Edit the material below so that every "intersection count sheet" becomes "shrine inventory log", and keep all other text the same.

________________

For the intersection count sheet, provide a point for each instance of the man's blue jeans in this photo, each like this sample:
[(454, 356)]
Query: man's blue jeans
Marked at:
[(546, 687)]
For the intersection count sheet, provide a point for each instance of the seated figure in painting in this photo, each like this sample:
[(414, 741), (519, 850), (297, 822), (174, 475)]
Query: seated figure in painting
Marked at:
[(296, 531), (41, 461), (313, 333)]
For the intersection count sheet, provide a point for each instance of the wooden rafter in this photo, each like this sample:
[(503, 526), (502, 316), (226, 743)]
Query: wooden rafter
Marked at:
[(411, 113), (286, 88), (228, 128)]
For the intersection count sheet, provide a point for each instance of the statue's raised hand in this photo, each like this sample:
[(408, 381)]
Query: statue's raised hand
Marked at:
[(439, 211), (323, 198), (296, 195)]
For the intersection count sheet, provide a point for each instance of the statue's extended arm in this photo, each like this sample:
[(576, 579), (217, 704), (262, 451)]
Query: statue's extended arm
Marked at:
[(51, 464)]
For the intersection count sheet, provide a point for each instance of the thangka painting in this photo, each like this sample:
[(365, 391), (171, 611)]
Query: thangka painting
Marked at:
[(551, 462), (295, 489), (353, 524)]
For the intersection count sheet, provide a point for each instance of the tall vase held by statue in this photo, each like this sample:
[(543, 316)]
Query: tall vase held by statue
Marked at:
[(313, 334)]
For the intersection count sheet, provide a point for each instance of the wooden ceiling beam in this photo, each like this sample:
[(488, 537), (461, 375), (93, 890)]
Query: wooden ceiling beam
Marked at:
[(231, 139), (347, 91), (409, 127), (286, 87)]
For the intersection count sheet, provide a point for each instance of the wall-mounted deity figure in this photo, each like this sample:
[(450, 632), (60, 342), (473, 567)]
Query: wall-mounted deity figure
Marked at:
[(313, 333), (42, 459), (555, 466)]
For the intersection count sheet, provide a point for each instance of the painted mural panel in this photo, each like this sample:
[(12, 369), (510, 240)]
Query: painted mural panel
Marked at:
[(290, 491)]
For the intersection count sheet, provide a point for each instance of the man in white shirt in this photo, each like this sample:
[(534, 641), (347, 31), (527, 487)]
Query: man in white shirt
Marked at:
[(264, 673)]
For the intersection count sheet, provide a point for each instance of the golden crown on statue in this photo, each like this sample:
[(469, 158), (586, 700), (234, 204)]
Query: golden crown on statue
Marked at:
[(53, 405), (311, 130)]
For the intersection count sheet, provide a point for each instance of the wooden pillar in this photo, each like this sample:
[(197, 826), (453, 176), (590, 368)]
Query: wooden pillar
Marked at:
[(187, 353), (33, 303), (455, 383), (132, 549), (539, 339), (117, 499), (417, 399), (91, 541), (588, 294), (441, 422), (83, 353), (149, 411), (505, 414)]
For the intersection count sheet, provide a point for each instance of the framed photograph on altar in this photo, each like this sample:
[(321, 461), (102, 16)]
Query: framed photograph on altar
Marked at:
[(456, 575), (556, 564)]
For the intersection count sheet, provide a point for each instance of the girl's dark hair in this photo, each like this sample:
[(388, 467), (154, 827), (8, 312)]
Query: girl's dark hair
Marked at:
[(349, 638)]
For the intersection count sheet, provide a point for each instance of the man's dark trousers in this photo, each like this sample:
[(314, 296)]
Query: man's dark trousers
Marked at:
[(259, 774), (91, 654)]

________________

**Task output**
For the shrine inventory log, provide a point for each instance of the man's blue jeans in this photo, each like this sample:
[(454, 356)]
Query: man's blue jeans
Marked at:
[(546, 687)]
For the shrine inventory log, provide a point for each instance of the seated figure in painting in this photo, each like this sample:
[(414, 741), (519, 850), (297, 822), (174, 475)]
Query: seated figure in painting
Marked at:
[(296, 531), (41, 461), (313, 333)]
For the shrine inventory log, provide a point for each instance of the wooden rafter in this photo, each like this sample:
[(503, 526), (502, 316), (226, 743)]
Query: wooden rafter
Marked at:
[(411, 113), (286, 88), (228, 128)]
For the shrine inventory log, provide a point for each instance of the statue's raised hand in this photo, each like this sample:
[(408, 381)]
Query: statue's raised hand
Marked at:
[(439, 211), (323, 198), (296, 195)]
For the shrine inventory log, provide a point for each instance of the statue's extended arm in this photo, each like this sample:
[(576, 579), (217, 704), (262, 451)]
Query: statue's extended arm
Marked at:
[(51, 464)]
For the shrine inventory log, provide a point for each instance of the thangka painting in this photo, each like this sample:
[(365, 391), (171, 611)]
Query: thangka painting
Marked at:
[(551, 462), (295, 489), (353, 524)]
For the shrine inventory log, provide a point for each instance of the tall vase held by statue in this photo, each like this sample:
[(543, 316)]
Query: tall vase held by statue
Marked at:
[(313, 334)]
For the shrine inventory log, provide a point for each instance of the wooden ceiling beam in this photo, each like this sample:
[(488, 537), (461, 375), (93, 890)]
Query: wooden ceiling beam
Marked at:
[(231, 139), (347, 91), (409, 127), (286, 87)]
For the shrine inventory log, provide a point for each instance of the wall-mounted deity figure in this photo, each like this sample:
[(450, 632), (60, 342), (473, 567)]
Query: wall-mounted deity figure
Marked at:
[(313, 333), (42, 459), (555, 466)]
For the shrine inventory log, provide a point for each instance of the painted mural panel in this photo, each like this sample:
[(12, 369), (510, 240)]
Query: painted mural panel
Marked at:
[(290, 491)]
For the shrine inventory log, provide a point for each instance of the man in white shirt in this photo, each like this sample:
[(534, 641), (347, 31), (527, 487)]
Query: man in white shirt
Marked at:
[(264, 673)]
For the shrine inventory log, provide a point for each instance of the golden crown on statue in this photo, each like this sample:
[(469, 158), (586, 700), (234, 204)]
Query: golden crown on statue
Marked at:
[(53, 405), (311, 130)]
For the shrine inventory log, provide a point for each instance of the wooden pillar in this photo, each like this sample:
[(197, 826), (453, 176), (590, 368)]
Query: wooden pillar
Marked at:
[(187, 353), (33, 303), (455, 383), (132, 549), (539, 339), (117, 499), (417, 399), (91, 541), (588, 294), (441, 422), (83, 353), (149, 411), (505, 414)]
For the shrine inventory log, provide a point for each instance of the framed photograph on altar in this photo, each like this sample:
[(321, 461), (102, 16)]
Query: framed photograph on altar
Marked at:
[(456, 575), (556, 564)]
For the shrine inventory log, provide a point for each instance of the girl's dark hair in this photo, each like this sample:
[(388, 467), (154, 827), (8, 312)]
Query: girl's dark hair
Marked at:
[(349, 638)]
For the shrine inventory log, provide a point for each instance of the man's dark trousers in this photo, each like this sample:
[(314, 296)]
Query: man's dark trousers
Marked at:
[(259, 774), (91, 654)]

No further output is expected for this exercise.